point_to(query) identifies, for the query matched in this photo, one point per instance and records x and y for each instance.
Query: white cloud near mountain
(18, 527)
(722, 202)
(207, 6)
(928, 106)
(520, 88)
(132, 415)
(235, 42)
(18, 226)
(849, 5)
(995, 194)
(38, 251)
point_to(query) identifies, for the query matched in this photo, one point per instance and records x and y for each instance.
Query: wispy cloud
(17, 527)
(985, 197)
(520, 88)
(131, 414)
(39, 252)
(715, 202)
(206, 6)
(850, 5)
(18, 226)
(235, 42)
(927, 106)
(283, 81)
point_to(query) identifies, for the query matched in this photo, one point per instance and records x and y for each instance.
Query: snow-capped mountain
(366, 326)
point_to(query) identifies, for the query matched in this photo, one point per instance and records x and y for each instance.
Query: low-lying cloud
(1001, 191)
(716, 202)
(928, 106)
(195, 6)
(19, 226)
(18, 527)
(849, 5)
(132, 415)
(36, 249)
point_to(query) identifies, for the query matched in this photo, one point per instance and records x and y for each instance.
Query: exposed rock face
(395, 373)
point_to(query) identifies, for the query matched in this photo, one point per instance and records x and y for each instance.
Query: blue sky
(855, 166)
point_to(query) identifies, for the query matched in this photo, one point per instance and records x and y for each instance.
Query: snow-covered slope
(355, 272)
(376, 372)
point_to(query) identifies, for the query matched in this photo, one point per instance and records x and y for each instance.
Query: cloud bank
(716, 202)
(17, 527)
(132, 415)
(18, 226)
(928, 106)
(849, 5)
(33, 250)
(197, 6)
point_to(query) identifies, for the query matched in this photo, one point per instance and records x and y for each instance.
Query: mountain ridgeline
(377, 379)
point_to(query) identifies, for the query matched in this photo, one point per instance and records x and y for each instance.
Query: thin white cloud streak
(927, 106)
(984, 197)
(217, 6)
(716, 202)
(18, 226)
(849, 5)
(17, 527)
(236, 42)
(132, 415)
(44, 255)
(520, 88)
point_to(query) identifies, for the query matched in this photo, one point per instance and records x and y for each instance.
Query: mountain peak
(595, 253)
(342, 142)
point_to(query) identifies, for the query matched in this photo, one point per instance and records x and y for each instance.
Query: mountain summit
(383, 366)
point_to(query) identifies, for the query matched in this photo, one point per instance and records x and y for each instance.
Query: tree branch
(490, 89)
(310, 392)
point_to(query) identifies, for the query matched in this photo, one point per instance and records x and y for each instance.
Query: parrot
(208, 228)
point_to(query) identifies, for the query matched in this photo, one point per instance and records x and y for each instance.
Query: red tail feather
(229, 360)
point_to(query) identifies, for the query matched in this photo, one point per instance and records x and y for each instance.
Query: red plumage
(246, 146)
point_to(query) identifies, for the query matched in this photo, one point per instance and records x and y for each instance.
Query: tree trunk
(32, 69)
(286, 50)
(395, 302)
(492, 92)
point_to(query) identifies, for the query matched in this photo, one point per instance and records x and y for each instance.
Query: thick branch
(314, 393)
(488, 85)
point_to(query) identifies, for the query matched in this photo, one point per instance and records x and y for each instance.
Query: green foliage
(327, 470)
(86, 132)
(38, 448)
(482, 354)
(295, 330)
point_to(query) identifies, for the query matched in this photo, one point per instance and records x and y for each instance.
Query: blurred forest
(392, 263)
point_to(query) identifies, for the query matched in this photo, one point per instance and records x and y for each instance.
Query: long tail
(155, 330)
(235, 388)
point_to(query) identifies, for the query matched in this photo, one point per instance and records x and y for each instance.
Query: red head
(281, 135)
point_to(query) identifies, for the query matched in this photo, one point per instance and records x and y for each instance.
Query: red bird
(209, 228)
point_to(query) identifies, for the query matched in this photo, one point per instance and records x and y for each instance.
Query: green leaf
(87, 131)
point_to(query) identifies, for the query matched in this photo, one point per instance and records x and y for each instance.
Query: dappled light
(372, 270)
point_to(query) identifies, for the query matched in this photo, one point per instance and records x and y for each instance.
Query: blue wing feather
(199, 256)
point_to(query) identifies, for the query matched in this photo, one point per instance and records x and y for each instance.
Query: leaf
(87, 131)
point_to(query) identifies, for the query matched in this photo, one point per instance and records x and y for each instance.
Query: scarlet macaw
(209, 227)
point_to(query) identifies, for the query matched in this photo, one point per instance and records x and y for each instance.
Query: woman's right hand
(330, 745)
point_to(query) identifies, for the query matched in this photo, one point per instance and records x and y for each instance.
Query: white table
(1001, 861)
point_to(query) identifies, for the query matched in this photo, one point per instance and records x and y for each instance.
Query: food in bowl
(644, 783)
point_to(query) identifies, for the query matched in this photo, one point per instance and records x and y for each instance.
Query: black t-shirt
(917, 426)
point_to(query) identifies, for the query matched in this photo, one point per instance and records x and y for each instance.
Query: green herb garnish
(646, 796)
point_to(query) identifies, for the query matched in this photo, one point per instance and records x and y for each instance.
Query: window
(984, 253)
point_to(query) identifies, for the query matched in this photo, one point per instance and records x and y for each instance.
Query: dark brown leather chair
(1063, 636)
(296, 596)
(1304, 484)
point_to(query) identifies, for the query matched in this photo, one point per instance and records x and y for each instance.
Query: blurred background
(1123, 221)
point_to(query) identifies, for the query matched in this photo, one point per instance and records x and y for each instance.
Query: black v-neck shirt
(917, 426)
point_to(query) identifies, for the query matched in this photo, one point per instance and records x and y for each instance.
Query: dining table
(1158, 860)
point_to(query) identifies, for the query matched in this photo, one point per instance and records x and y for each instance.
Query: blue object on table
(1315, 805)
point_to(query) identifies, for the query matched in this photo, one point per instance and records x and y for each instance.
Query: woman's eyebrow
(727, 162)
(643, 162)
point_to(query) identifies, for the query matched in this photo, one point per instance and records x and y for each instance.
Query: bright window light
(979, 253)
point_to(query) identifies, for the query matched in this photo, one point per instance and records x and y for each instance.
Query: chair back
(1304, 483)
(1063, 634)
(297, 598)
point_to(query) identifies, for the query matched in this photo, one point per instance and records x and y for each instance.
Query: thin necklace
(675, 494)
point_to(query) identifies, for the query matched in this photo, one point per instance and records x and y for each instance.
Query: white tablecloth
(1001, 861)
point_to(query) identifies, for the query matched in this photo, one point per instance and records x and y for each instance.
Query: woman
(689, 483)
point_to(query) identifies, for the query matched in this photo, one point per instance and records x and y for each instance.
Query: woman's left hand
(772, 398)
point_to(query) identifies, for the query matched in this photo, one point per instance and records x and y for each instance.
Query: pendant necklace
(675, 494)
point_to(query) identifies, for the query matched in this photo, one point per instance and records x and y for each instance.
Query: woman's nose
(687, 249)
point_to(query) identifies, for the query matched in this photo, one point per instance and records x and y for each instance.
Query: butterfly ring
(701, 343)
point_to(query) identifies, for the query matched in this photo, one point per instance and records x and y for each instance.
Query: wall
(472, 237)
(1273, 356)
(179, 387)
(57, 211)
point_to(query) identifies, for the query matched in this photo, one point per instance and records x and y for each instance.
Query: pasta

> [PROBLEM] From the listing above, extract all records word for word.

> [FULL SOLUTION]
point_to(query) identifies, for the query matched in this photo, one point per instance and records x and y for each instance.
Query: white cloud near mountain
(18, 527)
(722, 202)
(207, 6)
(928, 106)
(520, 88)
(132, 415)
(235, 42)
(18, 226)
(849, 5)
(995, 194)
(38, 251)
point_to(query) identifies, for the query matched in this photo, one point per instance and records x and y for each instance.
Query: wispy cloud
(17, 527)
(985, 197)
(520, 88)
(131, 414)
(39, 252)
(715, 202)
(206, 6)
(850, 5)
(18, 226)
(235, 42)
(927, 106)
(283, 81)
point_to(query) identifies, for the query matched in this photo, one point per instance and records x and y for each instance.
Query: snow-capped mountain
(366, 326)
point_to(query) identifies, for the query matched in this photo, one point per instance and records x and y for each instance.
Query: low-lying cloud
(1001, 191)
(716, 202)
(928, 106)
(195, 6)
(19, 226)
(18, 527)
(849, 5)
(132, 415)
(36, 249)
point_to(query) identifies, for the query matched in this photo, one point per instance and records x and y for each instance.
Query: exposed rock face
(395, 373)
point_to(query) identifies, for the query matched in this photo, one point per instance and records x and y for each instance.
Query: blue sky
(855, 166)
point_to(query) identifies, for the query matched in this photo, one point per instance and records x and y for each instance.
Query: snow-covered slope
(355, 272)
(376, 372)
point_to(query) identifies, for the query matched in this photo, one point per instance and records x and y for each instance.
Query: cloud bank
(716, 202)
(17, 527)
(132, 415)
(18, 226)
(928, 106)
(849, 5)
(33, 250)
(197, 6)
point_to(query) identifies, for the query matched in this photo, one point per instance and records x and y for each instance.
Query: mountain ridgeline
(377, 379)
point_to(query) identifies, for the query matched in this photo, one point per instance and records x and y for each instance.
Query: thin white cloud streak
(927, 106)
(984, 197)
(217, 6)
(716, 202)
(18, 226)
(849, 5)
(17, 527)
(236, 42)
(132, 415)
(44, 255)
(520, 88)
point_to(query) identifies, for the query matched in this photo, one point per instance and records x and y for each instance.
Query: mountain peak
(595, 253)
(342, 142)
point_to(query) identifies, for the query matched in this photo, one point per instance and records x and y for each instance.
Query: mountain summit
(383, 366)
point_to(query) identifies, for the query matched in this photo, one point per instance and records x and y for each instance.
Query: tree branch
(490, 89)
(310, 392)
point_to(query) identifies, for the query matched in this photo, one point per instance and records x and y for each instance.
Query: parrot
(208, 228)
point_to(query) identifies, for the query matched in this photo, one point per instance and records x and y for each instance.
Query: red tail feather
(229, 360)
point_to(query) identifies, for the query matched in this photo, one point per instance and records x and y for each instance.
Query: red plumage
(246, 146)
point_to(query) identifies, for the query matched in this photo, one point per instance and records x and y for each instance.
Query: tree trunk
(32, 69)
(286, 50)
(395, 302)
(492, 92)
point_to(query) identifies, for the query matched in this photo, one point per instance and records x and y for each instance.
Query: thick branch
(314, 393)
(488, 85)
point_to(query) identifies, for the query matched in this photo, one point per instance and records x and y for each instance.
Query: green foliage
(327, 470)
(86, 132)
(38, 448)
(482, 354)
(295, 330)
point_to(query) identifies, for the query matched in this photo, one point per instance and records x and y for each instance.
Query: blurred forest
(392, 263)
point_to(query) identifies, for the query matched in this photo, one point per instance and records x and y for each instance.
Query: long tail
(155, 330)
(235, 388)
point_to(query) identifies, for the query matched in this photo, one point per instance and records x and y for each instance.
Query: red head
(281, 135)
point_to(query) identifies, for the query matched in this photo, one point per instance and records x and y for each instance.
Query: red bird
(209, 228)
point_to(query) identifies, for the query matched in this photo, one point per instance and records x and y for each instance.
Query: green leaf
(87, 131)
point_to(query) identifies, for the query matched in this photo, one point per instance and records x and y for each instance.
Query: dappled light
(372, 270)
point_to(query) identifies, for the query matched in this photo, one point per instance and records x and y for each instance.
Query: blue wing feather
(199, 256)
point_to(query) identifies, for the query matched in this photo, one point per instance and records x and y for each instance.
Query: leaf
(87, 131)
point_to(query) identifies, for the query matched in this photo, one point per instance and records x and y for each instance.
Query: scarlet macaw
(209, 227)
point_to(query) identifies, for the query matched in this photo, one point per instance and records x and y for each instance.
Query: woman's right hand
(330, 745)
point_to(query) identifies, for the query matched in this photo, one point per instance and records x and y for each instance.
Query: white table
(1001, 861)
point_to(query) identifies, for the query matched in this photo, one point per instance and records x and y for each instance.
Query: food in bowl
(644, 783)
point_to(query) identifies, for the query matched in this photo, one point per instance and records x and y for each instance.
Query: black t-shirt
(917, 426)
point_to(query) identifies, for the query matched in this photo, one point per instance and records x and y for each instance.
Query: green herb garnish
(646, 796)
point_to(query) identifies, for the query matched in this photo, one point per instance and records x and y for each instance.
Query: window
(984, 253)
point_to(query) identifies, for the query matched in this photo, one point per instance and records x and y for each instance.
Query: dark brown leather chair
(1063, 636)
(296, 596)
(1304, 484)
point_to(query) identifies, for the query matched in this photo, one point per instance and records x and y for each instance.
Query: blurred background
(1123, 221)
point_to(query) identifies, for the query matched in this photo, one point per instance and records x and y for each instance.
Query: black v-neck shirt
(917, 426)
point_to(query) identifies, for the query matched in this photo, one point per instance and records x and y for each instance.
Query: dining table
(1158, 860)
point_to(query) identifies, for the query matched in this photo, one point per instance and records x and y for each instance.
Query: blue object on table
(1315, 805)
point_to(query) identifies, for the query matched in this photo, one point per instance and records x and y for each instance.
Query: woman's eyebrow
(727, 162)
(643, 162)
point_to(query) identifies, for the query matched in this photo, one point per instance and records x and y for each instance.
Query: bright window light
(979, 253)
point_to(query) identifies, for the query matched in this photo, one point per instance and records x and y for each instance.
Query: chair back
(1304, 483)
(1063, 634)
(297, 598)
point_to(query) identifies, for the query matched in this photo, one point per instance and records x and y for each instance.
Query: thin necklace
(675, 494)
point_to(query) identifies, for the query matched in this photo, one point per instance and records x and y for each instance.
Query: white tablecloth
(1001, 861)
point_to(query) identifies, for the query matched in this photo, one point per instance and records x and y for each instance.
Query: woman
(689, 483)
point_to(query) identifies, for the query matched in this photo, one point per instance and records x and y for each instance.
Query: woman's left hand
(772, 398)
point_to(query) identifies, for the query matched in this photo, one point per instance and records x and y for each instance.
Query: pendant necklace
(675, 494)
point_to(query) identifies, for the query matched in this photo, one point per instance and records x and y for each instance.
Query: woman's nose
(687, 249)
point_to(query) identifies, for the query matched in this photo, one point per instance and records x and y for each instance.
Query: butterfly ring
(701, 343)
point_to(query) identifies, for the query matched in this photo, one point per instance and records x and y for each instance.
Query: wall
(472, 237)
(1273, 356)
(179, 387)
(57, 211)
point_to(query) identifies, for the query matched in this photo, one point per instance and records x and y for each instance.
Query: pasta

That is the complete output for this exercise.